§ What the exercise asks: Find every row below that contains the word "overcast", and copy each of those rows in full.

§ Given records:
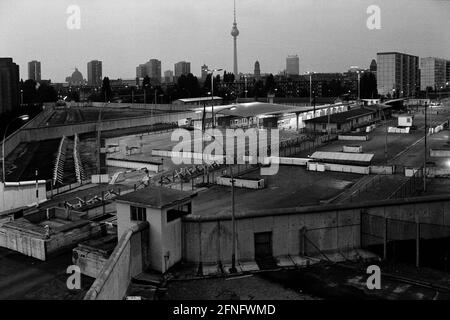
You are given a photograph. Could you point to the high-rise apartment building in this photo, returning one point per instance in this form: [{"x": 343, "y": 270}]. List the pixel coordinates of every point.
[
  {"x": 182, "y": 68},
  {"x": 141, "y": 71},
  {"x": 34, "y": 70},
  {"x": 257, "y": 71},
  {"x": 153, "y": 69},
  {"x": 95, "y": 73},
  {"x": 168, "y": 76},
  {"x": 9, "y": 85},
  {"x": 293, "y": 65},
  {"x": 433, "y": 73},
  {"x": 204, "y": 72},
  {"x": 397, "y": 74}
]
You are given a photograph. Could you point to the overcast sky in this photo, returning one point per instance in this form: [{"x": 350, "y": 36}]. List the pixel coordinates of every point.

---

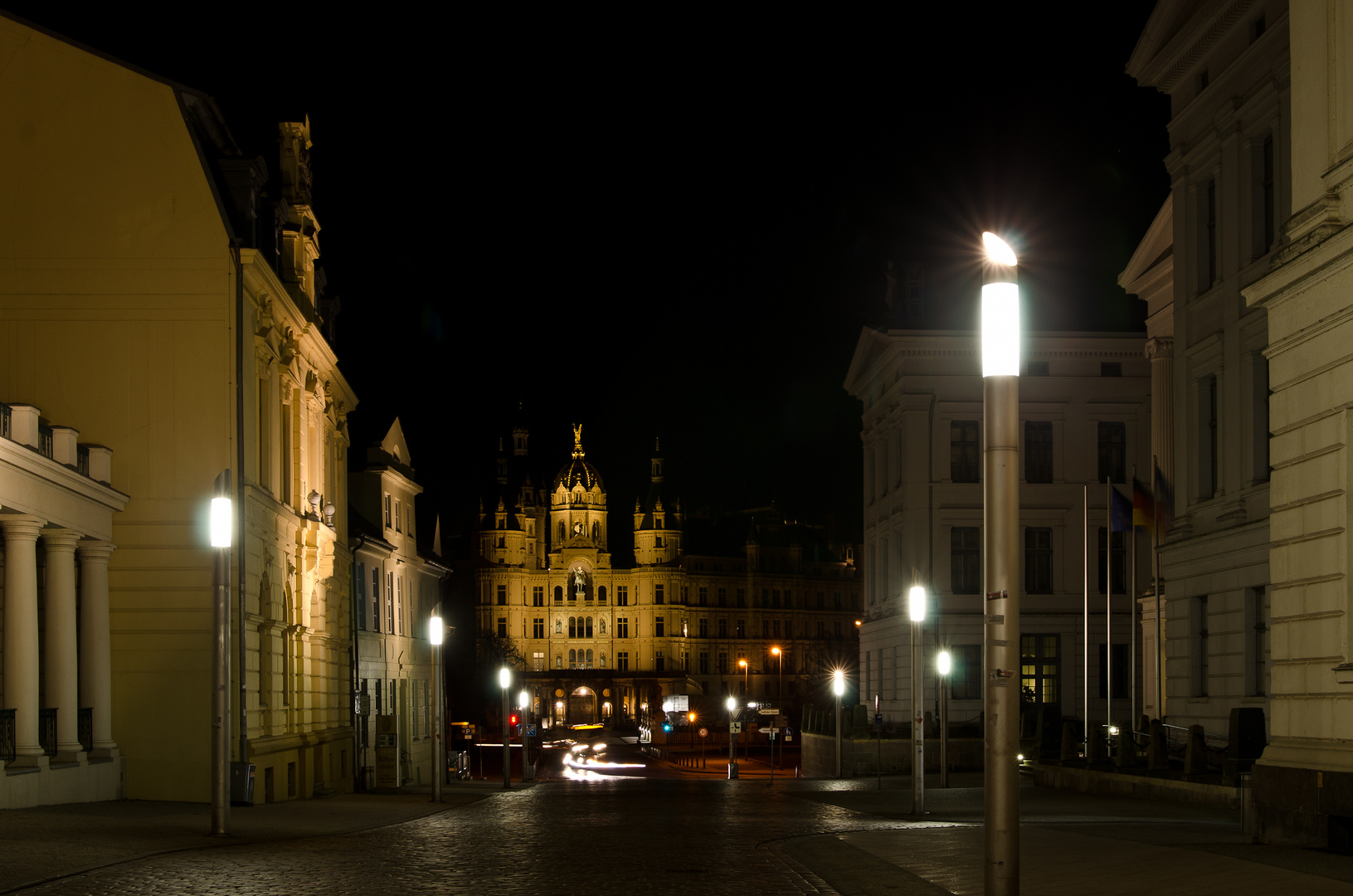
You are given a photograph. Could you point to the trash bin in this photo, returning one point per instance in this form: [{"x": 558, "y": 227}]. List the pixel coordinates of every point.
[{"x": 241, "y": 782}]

§ Exercise output:
You are given a photograph. Could you point to the overcast sky in this photo, returning one point per instance in this form: [{"x": 350, "y": 36}]. List the pixel coordinates of every point.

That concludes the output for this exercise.